Could you restate, word for word, the line that has "For the image above, where does the turquoise" and all lines following it through the end of the entries below?

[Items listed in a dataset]
========

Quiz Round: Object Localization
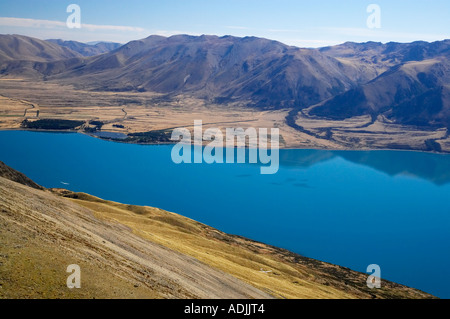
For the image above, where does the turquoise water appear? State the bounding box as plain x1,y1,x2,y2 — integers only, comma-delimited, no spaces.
1,130,450,298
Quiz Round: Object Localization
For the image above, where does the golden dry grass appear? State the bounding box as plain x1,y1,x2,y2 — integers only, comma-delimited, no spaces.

========

### [Response for this exercise]
For the image above, where does the turquoise water appear? State the bounding box as plain x1,y1,x2,y2 — integers only, comma-delimited, no spaces.
1,130,450,298
Quiz Round: Object Localization
For the image above, where does the golden dry grass appear? State the bounding box as plain x1,y1,x2,y2 — integers only, comma-delimited, no spaces.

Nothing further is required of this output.